--- SOURCE EXTRACT ---
Chronister has served in the Hillsborough County Sheriff's Office since 1992, beginning his career as a patrol deputy and SWAT operator. He then served as a detective for several units, including environmental enforcement, warrants, narcotics, and intelligence. Chronister was a supervisor in the Warrants, Narcotics, Intelligence, and Dignitary Protection Detail. He then became deputy commander of the Community Outreach Division, and later the colonel of the Department of Operation Support.

In 2017, Chronister was appointed sheriff after the unexpected retirement of his predecessor, David Gee, who recommended him. As sheriff, he is the co-chairman of the Regional Domestic Security Task Force for Region IV Tampa Bay; vice-chairman, Hillsborough County Public Safety Coordinating Council; and vice-chairman, Hillsborough County Public Schools Oversight Committee. Chronister won elections for sheriff in 2018 and 2020 and was unopposed in 2024.
--- INFORMATION PROVIDED ---
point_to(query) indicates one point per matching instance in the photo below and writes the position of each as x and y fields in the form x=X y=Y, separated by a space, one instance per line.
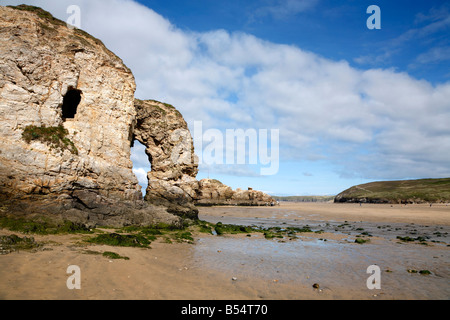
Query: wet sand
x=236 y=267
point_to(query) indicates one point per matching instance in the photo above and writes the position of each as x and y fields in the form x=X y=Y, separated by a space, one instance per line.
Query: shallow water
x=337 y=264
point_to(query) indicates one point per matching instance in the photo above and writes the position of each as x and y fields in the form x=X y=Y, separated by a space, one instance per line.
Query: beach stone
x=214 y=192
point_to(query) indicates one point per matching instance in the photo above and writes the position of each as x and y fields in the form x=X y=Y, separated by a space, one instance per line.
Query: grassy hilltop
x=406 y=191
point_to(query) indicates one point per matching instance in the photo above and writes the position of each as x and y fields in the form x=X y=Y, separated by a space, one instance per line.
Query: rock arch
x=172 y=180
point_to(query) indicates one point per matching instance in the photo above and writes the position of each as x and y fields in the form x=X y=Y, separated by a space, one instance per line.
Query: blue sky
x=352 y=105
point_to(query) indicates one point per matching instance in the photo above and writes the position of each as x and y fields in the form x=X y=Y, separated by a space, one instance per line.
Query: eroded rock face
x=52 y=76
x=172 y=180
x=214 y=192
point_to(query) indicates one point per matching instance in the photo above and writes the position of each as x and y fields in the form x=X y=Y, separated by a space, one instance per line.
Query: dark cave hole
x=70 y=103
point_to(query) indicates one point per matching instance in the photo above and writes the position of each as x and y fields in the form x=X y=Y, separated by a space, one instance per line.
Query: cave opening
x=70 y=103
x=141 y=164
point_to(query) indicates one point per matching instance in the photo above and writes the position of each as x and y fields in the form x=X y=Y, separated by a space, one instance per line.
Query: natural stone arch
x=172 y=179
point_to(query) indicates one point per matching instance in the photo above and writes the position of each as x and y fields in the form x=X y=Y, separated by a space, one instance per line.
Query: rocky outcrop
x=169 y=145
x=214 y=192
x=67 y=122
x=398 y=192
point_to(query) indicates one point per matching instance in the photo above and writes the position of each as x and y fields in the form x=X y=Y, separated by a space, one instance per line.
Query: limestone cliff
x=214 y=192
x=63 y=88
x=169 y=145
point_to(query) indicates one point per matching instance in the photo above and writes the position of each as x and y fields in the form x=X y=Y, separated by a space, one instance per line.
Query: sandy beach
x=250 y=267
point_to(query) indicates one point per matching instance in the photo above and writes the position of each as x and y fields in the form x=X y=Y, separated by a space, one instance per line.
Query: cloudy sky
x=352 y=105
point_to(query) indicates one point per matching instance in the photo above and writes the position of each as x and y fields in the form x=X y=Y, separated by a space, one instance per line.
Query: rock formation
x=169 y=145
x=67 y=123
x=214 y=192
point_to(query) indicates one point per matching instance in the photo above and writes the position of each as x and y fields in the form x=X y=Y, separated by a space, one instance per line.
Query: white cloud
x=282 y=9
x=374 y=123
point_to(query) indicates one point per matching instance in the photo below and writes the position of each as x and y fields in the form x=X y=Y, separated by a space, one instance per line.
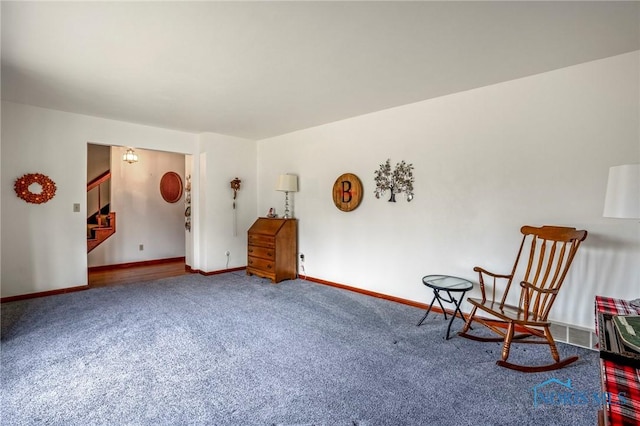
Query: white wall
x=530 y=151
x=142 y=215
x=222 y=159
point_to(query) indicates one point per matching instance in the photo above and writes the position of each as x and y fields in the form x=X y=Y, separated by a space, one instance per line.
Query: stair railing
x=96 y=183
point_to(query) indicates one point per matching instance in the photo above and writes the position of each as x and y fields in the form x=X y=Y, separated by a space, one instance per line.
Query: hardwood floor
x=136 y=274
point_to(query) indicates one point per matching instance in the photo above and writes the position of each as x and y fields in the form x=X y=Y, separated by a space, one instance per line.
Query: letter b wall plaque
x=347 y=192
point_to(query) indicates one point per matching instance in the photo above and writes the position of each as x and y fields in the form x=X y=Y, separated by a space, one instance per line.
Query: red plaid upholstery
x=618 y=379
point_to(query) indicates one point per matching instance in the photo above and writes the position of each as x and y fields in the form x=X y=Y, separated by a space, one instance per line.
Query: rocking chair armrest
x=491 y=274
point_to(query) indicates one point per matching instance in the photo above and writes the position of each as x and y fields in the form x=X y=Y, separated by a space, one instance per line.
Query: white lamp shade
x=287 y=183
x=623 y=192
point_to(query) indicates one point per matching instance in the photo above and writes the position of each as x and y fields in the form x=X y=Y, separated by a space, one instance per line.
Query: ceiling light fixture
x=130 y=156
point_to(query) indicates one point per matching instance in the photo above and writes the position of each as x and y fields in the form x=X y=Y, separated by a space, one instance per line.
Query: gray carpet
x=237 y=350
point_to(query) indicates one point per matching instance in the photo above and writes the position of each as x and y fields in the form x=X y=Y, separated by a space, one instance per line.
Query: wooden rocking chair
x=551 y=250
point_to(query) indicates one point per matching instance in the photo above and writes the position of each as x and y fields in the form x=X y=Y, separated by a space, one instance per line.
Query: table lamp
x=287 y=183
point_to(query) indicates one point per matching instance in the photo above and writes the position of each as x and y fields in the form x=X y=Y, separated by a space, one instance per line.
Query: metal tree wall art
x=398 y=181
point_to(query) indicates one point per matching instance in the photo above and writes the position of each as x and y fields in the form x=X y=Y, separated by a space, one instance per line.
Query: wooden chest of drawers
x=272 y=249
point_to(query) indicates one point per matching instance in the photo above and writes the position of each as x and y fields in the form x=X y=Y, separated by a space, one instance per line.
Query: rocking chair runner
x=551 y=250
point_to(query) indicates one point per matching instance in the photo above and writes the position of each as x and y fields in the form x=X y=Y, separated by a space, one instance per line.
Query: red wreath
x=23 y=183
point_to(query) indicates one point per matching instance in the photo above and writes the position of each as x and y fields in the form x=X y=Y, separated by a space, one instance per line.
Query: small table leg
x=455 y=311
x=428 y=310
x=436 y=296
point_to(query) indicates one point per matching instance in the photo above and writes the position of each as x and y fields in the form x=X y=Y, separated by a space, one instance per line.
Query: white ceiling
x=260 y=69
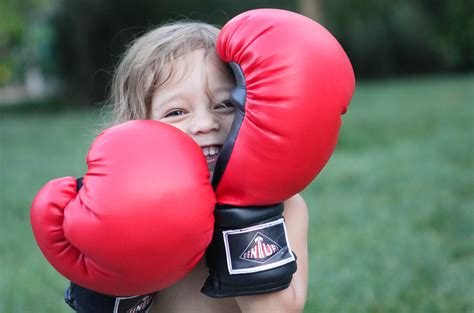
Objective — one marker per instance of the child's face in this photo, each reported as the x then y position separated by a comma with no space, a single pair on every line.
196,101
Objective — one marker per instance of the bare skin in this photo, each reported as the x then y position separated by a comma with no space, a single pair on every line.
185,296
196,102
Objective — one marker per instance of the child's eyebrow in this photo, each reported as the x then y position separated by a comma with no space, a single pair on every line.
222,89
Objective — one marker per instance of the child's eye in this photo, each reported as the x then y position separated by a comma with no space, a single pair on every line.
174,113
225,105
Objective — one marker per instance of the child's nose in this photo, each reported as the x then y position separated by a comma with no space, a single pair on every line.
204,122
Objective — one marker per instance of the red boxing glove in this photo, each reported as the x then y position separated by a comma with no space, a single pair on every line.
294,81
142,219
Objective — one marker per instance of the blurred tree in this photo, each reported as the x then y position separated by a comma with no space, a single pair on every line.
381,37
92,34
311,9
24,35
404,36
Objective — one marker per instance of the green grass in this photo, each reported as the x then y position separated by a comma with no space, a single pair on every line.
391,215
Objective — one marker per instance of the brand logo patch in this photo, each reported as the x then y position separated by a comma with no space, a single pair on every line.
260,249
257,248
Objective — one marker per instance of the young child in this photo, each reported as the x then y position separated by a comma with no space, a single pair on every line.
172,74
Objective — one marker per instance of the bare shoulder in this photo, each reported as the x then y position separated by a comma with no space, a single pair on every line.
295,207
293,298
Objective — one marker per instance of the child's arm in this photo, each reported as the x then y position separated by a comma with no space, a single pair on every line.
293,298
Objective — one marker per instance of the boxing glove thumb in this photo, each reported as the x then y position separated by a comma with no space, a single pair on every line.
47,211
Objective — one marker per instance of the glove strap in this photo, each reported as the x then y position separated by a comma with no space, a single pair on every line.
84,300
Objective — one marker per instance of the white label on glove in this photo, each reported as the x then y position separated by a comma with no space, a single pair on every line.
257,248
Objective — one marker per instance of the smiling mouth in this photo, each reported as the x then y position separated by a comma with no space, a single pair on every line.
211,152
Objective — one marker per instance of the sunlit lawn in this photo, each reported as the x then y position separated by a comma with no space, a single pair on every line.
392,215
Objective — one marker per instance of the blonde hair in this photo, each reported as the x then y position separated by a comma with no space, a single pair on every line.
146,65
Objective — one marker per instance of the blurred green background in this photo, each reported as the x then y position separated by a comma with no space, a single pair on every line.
---
#### [EXERCISE PROMPT]
Write the next few sentences of the passage about Chronister's career with the Hillsborough County Sheriff's Office, picking up after its final sentence.

#### [RESULT OF THIS EXERCISE]
In September 2020, Chronister's office publicized the names and mugshots of eleven men who were arrested in a local park on misdemeanor charges after agreeing to have sex with undercover male deputies. The focus on gay men, without prostitution or associated public complaints, brought criticism from a state LGBTQ civil rights organization and questions from experts on the subject.

On November 30, 2024, President-elect Donald Trump announced his intention to nominate Chronister as Administrator of the Drug Enforcement Administration. He withdrew himself from consideration on December 3, 2024, and Terry Cole was later selected to lead the DEA.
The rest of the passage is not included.